Assignment
Where does the word "baseball" appear in the data? Copy every line that holds it.

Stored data
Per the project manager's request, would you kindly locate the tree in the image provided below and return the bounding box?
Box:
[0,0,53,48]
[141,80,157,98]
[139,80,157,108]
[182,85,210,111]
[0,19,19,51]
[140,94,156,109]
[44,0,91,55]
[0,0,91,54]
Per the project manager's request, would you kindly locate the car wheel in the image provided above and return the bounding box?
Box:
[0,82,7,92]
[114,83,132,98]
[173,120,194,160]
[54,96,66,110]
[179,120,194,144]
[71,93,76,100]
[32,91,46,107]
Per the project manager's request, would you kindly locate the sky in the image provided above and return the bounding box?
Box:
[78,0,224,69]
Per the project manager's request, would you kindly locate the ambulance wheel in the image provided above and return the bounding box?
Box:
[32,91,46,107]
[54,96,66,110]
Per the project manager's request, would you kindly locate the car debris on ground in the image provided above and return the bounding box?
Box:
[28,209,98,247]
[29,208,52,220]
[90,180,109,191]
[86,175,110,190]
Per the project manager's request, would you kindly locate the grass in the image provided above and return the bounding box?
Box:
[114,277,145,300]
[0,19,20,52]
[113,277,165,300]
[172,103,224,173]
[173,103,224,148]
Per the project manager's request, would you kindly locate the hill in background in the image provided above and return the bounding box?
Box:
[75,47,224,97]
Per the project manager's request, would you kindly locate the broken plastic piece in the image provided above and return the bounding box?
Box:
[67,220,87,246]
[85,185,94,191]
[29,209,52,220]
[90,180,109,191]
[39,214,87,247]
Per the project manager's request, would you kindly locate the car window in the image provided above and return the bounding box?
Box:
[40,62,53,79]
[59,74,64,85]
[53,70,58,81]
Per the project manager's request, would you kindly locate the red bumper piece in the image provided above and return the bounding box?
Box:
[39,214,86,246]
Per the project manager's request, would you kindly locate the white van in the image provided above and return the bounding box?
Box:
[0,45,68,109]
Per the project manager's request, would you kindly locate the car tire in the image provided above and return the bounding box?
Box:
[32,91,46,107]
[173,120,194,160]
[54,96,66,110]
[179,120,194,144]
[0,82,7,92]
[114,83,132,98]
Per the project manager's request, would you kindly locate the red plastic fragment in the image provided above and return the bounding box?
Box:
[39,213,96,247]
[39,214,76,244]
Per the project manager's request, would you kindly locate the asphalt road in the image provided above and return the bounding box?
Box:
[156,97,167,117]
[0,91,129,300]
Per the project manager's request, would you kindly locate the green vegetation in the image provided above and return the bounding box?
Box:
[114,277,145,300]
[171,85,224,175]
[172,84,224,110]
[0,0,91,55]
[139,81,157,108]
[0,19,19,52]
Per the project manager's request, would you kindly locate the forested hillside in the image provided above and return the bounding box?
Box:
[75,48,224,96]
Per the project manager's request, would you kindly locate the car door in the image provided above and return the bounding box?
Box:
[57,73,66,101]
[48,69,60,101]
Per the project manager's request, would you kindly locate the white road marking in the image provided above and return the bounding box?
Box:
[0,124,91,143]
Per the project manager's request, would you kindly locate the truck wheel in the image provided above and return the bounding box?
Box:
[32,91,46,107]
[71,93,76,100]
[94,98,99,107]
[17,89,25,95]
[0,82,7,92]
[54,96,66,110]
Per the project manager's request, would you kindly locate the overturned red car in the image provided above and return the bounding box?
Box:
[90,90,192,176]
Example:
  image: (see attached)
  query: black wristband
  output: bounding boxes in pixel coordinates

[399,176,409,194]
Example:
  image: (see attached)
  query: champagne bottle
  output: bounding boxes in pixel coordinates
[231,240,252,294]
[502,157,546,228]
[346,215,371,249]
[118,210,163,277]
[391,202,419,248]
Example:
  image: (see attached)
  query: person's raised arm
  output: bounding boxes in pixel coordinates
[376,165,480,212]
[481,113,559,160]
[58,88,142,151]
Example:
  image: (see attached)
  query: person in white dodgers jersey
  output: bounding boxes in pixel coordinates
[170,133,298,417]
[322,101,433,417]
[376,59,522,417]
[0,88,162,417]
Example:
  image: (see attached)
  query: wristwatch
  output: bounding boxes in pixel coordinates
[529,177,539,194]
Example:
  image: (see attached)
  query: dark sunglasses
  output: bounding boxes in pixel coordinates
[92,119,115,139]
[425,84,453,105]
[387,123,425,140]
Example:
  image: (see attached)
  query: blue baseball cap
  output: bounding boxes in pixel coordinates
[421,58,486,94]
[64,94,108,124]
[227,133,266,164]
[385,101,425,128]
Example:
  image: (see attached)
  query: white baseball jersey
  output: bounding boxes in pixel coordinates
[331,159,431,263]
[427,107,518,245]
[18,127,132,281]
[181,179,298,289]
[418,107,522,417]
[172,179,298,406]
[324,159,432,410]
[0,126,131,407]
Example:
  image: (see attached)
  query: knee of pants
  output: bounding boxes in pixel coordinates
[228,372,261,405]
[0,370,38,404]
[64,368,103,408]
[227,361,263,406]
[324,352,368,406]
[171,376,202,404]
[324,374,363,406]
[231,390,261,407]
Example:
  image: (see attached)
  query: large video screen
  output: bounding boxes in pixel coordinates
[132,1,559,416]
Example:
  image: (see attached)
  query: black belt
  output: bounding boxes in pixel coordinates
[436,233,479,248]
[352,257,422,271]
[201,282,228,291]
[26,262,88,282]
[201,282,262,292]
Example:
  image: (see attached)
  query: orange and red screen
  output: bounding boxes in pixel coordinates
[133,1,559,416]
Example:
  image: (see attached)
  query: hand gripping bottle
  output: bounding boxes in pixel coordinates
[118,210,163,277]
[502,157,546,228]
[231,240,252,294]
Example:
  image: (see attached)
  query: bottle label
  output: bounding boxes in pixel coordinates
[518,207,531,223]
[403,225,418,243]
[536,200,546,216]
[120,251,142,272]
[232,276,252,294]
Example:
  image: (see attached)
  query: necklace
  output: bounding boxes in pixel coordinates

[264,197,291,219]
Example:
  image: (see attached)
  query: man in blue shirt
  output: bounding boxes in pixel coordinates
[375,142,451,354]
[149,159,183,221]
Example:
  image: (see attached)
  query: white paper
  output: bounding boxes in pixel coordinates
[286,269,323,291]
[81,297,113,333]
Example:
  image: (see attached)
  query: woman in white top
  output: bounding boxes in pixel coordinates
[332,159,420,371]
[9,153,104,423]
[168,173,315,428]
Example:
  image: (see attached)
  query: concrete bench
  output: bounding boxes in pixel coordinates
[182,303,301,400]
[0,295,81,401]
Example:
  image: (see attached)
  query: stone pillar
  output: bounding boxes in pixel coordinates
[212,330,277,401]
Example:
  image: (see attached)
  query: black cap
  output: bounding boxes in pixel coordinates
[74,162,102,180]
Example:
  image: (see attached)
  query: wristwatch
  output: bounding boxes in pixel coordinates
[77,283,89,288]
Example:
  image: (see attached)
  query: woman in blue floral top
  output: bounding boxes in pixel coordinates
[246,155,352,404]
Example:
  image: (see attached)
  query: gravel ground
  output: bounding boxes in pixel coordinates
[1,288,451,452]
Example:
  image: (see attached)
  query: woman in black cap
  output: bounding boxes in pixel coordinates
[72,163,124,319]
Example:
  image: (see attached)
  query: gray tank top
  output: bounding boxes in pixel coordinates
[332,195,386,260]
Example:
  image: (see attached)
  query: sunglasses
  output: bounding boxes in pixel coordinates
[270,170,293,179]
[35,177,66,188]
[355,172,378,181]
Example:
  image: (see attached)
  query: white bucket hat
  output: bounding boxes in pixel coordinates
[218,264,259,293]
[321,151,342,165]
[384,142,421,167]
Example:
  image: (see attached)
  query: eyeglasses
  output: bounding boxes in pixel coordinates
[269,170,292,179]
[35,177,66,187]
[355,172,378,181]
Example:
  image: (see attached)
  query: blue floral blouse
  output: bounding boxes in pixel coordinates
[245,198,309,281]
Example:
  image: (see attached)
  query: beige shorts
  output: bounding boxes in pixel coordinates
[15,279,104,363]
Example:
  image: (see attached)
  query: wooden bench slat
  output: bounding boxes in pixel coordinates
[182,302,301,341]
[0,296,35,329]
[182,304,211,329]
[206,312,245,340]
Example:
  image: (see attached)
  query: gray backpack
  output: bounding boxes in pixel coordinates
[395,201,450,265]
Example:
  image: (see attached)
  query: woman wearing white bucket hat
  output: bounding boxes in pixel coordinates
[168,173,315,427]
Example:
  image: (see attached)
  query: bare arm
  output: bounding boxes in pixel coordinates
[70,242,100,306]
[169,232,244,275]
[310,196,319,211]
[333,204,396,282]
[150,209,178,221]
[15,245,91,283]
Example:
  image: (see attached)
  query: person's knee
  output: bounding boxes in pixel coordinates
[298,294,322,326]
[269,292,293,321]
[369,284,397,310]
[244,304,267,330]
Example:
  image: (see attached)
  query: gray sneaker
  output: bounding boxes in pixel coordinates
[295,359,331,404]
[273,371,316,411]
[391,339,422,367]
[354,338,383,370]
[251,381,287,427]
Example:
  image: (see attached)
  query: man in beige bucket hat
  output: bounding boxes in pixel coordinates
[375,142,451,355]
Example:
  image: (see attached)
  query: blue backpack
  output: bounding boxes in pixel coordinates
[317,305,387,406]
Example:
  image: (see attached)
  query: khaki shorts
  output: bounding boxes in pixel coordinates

Result below
  query: blue baseball cap
  query: white baseball jersey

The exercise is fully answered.